_DOCUMENT SECTION_
Leaders of the five BRICS countries (Brazil, Russia, India, China and South Africa) held their sixth annual meeting on 15-16 July in Fortaleza, Brazil. The major deliverable from the summit was economic in form and content, but its significance is primarily geopolitical. From a turn of phrase by Jim O’Neill of Goldman Sachs in 2001, a grouping was born in 2009. It is not the product of diplomatic negotiations based on shared political values or common economic interests. They make up 40 percent of world population, 20 percent of world GDP, 15 percent of world trade and account for two-thirds of world growth. They enjoy the competitive edge in different areas from abundant natural resources to strengths in manufacturing, it and biotechnology.
By 2025, the G-8 — the world’s eight biggest economies — is likely to be, in order, the US, China, India, Japan, Germany, UK, France and Russia. BRICS serves as the key tag of the major emerging markets whose economic growth will outstrip and anchor the rest of the world. But it has been viewed with scepticism because of the diversity and spread of continents, political systems, values and economic models.
The natives are getting restless
Last October, President Dilma Rousseff was to be the first Brazilian leader in two decades to attend a White House dinner. Instead, angered by revelations that her personal phone calls and emails had been intercepted by the US National Security Agency (NSA), she became the first leader to cancel a State dinner hosted by a US president, lambasting American surveillance as a violation of international law and a “totally unacceptable” infringement of Brazil’s sovereignty. Russia’s President Vladimir Putin is routinely demonised these days by American political leaders and media commentators as the second coming of Hitler (the downed Malaysia Airlines plane won’t help). Narendra Modi was on the US visa denial list for nine years (2005-14). It takes a particular skill to position oneself offside with leaders of three of the most important emerging powers.
Russia is being subjected to sanctions for its annexation of Crimea — which was Russian for several centuries and was voluntarily “gifted” to the Ukraine by Nikita Khrushchev — despite the very concrete threats to its Russian-speaking population and to Russia’s core vital national security interests, a referendum whose margins of results may be questioned but not the overall outcome, and not one fatality.
The countries censuring Russia and imposing sanctions on it were responsible for the 2003 Iraq War whose legal and security justification was far more tenuous, the theatre was geographically distant not contiguous, and whose humanitarian and geopolitical consequences were far more horrific and destabilising.
Last December, a junior Indian diplomat, Devyani Khobragade, was arrested and strip-searched over labour laws and wage disputes in a deliberate subordination of international conventions to domestic US law, when American diplomats posted abroad have been muscularly shielded from domestic laws even when they have killed host nationals. Chinese officials have been charged with cyber-espionage after the public revelations of the industrial-scale mass surveillance activities of the NSA. Beijing is told to solve its maritime disputes in accordance with the United Nations Convention on the Law of the Seas — to which Washington is not party.
The hubris and arrogance of the US-led West is so breathtaking as to be scarcely believable, as though they are blind or indifferent to how others see them.

_SET OF TASKS_
1) Decide whether each statement agrees with the BRICS passage. For each, answer yes or no and quote the deciding words. (a) The sixth BRICS summit was held in Fortaleza, Brazil. (b) Narendra Modi was on the US visa denial list for ten years. (c) The BRICS grouping came out of diplomatic negotiations based on shared political values.
2) Carry the BRICS passage forward from its final sentence, keeping its voice and line of argument.

[Collected data entries]
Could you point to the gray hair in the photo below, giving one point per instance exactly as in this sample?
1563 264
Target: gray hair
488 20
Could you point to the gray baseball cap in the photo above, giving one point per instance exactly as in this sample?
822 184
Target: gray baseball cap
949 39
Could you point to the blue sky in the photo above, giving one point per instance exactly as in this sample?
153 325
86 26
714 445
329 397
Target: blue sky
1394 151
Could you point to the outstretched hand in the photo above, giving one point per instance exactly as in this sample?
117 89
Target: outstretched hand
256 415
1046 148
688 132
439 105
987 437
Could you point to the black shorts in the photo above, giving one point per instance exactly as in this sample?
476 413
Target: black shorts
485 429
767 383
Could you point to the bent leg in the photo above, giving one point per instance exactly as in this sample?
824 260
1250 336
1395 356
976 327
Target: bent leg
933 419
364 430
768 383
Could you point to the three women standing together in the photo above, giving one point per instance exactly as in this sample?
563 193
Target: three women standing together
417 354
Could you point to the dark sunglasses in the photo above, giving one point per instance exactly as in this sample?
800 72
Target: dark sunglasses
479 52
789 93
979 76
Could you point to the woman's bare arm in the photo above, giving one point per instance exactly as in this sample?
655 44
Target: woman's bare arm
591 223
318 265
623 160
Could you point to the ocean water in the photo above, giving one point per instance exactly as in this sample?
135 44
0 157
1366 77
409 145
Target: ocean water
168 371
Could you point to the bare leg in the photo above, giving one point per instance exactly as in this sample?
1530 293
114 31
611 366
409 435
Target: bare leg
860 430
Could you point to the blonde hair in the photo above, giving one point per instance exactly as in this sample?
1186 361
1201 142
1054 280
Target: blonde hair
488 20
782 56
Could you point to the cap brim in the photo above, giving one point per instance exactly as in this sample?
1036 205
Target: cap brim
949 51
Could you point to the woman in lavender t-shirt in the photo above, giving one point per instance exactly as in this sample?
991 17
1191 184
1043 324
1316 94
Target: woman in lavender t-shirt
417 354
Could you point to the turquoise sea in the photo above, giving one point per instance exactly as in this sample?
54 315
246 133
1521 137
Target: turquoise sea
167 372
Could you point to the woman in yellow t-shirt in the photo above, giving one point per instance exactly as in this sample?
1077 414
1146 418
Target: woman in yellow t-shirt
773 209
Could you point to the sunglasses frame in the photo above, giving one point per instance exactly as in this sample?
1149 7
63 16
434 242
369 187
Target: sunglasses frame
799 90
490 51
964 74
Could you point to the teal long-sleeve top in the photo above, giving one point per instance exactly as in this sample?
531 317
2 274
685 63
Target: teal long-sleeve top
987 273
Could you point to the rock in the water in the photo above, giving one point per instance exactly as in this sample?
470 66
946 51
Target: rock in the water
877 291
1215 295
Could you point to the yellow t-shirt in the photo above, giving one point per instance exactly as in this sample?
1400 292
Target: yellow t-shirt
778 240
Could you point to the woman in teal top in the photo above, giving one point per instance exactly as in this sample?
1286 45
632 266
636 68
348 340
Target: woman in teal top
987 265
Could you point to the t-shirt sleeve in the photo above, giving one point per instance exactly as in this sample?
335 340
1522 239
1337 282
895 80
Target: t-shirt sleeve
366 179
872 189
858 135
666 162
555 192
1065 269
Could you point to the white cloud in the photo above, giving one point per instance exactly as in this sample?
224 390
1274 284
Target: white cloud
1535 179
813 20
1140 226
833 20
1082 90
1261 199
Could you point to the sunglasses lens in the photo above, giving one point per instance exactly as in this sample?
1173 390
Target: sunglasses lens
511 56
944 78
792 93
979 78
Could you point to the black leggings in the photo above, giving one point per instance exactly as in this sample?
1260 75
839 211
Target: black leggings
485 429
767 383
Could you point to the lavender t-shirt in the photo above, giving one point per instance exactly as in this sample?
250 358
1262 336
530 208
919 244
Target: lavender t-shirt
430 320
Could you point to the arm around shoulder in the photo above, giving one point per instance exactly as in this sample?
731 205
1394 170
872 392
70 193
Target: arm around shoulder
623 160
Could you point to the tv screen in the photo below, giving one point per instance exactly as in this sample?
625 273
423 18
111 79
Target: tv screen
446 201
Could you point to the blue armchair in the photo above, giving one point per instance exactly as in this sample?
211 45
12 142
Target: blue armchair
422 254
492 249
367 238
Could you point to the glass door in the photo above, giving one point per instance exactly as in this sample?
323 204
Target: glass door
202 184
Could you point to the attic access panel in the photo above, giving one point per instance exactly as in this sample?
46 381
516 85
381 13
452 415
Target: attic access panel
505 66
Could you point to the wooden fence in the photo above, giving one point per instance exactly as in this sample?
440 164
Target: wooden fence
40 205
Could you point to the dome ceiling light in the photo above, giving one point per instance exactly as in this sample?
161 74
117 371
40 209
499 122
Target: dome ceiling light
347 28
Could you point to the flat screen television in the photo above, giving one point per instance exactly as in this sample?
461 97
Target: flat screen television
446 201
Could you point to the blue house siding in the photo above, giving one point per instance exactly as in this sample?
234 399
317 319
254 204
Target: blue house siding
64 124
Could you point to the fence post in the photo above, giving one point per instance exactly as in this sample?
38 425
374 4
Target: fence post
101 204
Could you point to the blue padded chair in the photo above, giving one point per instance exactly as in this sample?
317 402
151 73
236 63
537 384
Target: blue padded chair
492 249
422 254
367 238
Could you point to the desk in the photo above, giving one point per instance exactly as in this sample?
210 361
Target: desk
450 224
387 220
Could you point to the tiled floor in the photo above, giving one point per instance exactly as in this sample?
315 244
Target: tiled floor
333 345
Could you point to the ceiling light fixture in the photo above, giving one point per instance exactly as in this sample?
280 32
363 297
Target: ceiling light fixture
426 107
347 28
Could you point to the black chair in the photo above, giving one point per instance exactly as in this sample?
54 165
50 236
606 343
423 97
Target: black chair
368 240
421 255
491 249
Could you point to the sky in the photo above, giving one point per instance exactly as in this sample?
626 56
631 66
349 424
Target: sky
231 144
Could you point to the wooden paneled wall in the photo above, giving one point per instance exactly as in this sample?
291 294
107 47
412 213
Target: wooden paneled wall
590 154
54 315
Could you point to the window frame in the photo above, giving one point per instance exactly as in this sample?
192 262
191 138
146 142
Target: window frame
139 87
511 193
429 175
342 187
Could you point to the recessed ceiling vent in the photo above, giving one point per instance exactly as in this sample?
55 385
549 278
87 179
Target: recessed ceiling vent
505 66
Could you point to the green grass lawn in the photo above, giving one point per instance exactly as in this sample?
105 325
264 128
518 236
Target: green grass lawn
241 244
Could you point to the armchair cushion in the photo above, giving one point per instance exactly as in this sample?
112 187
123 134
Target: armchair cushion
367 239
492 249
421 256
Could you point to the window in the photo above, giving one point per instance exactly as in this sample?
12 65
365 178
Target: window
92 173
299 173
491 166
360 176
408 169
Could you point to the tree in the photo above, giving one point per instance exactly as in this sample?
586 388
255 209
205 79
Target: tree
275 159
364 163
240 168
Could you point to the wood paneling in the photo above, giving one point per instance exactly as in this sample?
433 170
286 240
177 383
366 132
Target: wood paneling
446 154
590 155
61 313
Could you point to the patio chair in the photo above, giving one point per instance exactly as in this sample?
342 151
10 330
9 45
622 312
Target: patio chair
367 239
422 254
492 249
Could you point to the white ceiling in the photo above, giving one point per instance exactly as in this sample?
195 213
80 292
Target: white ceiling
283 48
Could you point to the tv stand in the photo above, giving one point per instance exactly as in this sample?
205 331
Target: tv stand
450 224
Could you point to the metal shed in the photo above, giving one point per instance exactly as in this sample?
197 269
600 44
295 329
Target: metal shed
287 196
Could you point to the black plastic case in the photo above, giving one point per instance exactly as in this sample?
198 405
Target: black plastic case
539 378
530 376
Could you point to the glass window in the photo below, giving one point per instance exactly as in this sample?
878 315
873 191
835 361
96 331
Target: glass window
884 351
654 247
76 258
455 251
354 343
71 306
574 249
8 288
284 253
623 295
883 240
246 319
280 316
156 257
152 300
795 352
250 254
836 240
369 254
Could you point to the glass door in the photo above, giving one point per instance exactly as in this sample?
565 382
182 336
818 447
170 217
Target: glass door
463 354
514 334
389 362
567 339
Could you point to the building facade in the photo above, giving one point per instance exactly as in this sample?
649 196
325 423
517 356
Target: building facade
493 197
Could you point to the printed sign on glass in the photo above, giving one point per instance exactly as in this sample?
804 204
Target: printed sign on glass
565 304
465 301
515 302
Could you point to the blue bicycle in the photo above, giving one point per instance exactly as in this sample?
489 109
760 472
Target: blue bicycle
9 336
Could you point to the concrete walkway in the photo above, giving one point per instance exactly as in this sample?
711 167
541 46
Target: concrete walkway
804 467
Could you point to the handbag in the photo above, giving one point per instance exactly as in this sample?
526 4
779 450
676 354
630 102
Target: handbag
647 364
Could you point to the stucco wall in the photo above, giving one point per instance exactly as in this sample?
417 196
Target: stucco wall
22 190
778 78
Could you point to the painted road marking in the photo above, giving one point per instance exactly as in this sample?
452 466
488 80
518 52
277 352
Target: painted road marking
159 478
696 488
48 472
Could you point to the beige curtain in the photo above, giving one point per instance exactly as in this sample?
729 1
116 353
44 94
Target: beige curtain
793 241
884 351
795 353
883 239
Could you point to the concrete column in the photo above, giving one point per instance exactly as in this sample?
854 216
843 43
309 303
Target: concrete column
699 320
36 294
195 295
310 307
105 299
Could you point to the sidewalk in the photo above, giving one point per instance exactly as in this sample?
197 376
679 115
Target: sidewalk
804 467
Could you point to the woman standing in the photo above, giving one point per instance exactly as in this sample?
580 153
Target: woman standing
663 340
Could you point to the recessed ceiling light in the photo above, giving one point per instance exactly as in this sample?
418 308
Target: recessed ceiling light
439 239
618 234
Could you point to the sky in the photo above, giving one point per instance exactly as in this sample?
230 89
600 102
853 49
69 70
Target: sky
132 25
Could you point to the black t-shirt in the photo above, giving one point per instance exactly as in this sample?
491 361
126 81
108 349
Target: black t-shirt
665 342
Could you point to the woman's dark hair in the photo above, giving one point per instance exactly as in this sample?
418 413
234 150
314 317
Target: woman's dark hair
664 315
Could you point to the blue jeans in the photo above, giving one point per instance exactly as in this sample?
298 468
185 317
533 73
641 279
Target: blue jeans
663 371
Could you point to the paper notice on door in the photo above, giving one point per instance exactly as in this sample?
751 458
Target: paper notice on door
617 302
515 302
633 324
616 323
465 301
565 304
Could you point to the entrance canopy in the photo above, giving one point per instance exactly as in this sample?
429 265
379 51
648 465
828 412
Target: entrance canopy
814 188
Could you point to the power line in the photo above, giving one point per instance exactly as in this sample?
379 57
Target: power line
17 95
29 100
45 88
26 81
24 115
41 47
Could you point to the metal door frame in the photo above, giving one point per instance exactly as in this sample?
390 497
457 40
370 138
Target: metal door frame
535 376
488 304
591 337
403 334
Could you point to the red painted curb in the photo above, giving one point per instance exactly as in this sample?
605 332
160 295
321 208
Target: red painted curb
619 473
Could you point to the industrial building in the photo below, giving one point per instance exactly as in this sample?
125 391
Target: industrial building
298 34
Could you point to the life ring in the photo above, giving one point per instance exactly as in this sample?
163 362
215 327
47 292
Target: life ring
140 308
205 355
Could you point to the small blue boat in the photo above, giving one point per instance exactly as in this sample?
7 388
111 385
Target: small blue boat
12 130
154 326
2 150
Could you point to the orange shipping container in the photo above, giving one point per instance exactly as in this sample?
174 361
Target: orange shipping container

_ANSWERS TO THE EXERCISES_
1)
(a) Yes: "held their sixth annual meeting on 15-16 July in Fortaleza, Brazil"
(b) No: "Narendra Modi was on the US visa denial list for nine years (2005-14)"
(c) No: "It is not the product of diplomatic negotiations based on shared political values or common economic interests."

2)
BRICS-5 as a counterpoint to G-7
That same contempt for others’ voices, values and interests lies behind the creation, consolidation and evolution of the BRICS and their key decisions at the Fortaleza summit. The term was coined as a shorthand proxy to describe the shift in market power and geopolitical clout from the developed economies of the G-7 towards the large and populous emerging market economies. As last year’s Human Development Report put it, “The rise of the South is unprecedented in its speed and scale.” Moreover: “For the first time in 150 years, the combined output of the developing world’s three leading economies — Brazil, China and India — is about equal to the combined gdp of the long-standing industrial powers of the North — Canada, France, Germany, Italy, the United Kingdom and United States.”
BRICS is among the confetti of ‘G’ groups that dot the contemporary international political, security and economic landscape. In the constellation of G groups, the G-7 is the body that brings together the big rich economies (Canada, France, Germany, Italy, Japan, the UK and the US); BRICS brings together the big emerging powers; the G-77 is the international trade union equivalent of the poor developing countries; and the G-20 tries to ensure that the big countries from the global North and South work collaboratively rather than confrontationally to address common global challenges. In its logic, although not in practice, the G-20 is meant to be the forum of the countries of the world with global clout: all countries that have global clout and only those countries with clout.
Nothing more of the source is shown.